"""
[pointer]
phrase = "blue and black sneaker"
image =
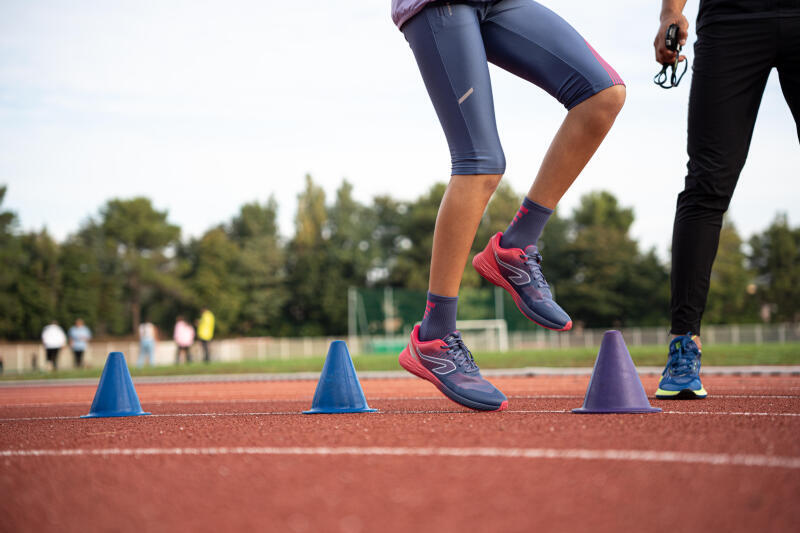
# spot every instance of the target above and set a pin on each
(681, 377)
(448, 364)
(520, 273)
"""
> [Assignment]: In the answer, the entries should be restated verbatim, with all pictures omitted.

> [Response to the task]:
[pointer]
phrase = "blue and black sneaker"
image =
# spot every instance of the target above and set a pin on each
(681, 377)
(448, 364)
(520, 273)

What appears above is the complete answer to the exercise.